[Image point grounding data]

*** Begin section ***

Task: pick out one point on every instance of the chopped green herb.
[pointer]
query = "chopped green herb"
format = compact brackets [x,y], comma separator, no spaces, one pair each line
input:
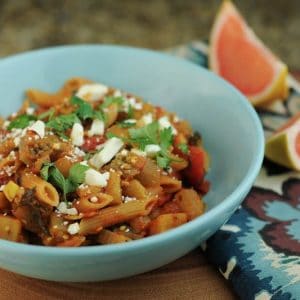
[21,121]
[47,114]
[63,122]
[112,100]
[184,148]
[130,112]
[84,110]
[163,161]
[52,174]
[126,124]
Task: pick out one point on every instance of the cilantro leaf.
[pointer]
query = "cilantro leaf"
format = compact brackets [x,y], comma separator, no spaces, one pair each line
[47,114]
[112,100]
[130,112]
[163,161]
[63,122]
[21,121]
[166,138]
[84,110]
[77,173]
[51,173]
[184,148]
[125,124]
[145,135]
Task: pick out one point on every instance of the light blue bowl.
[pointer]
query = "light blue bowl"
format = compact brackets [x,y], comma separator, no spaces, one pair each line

*** End section ***

WORK INSTRUCTION: Report the number of lines in these entries that hold the word "leaf". Add nothing else.

TASK RESULT: 2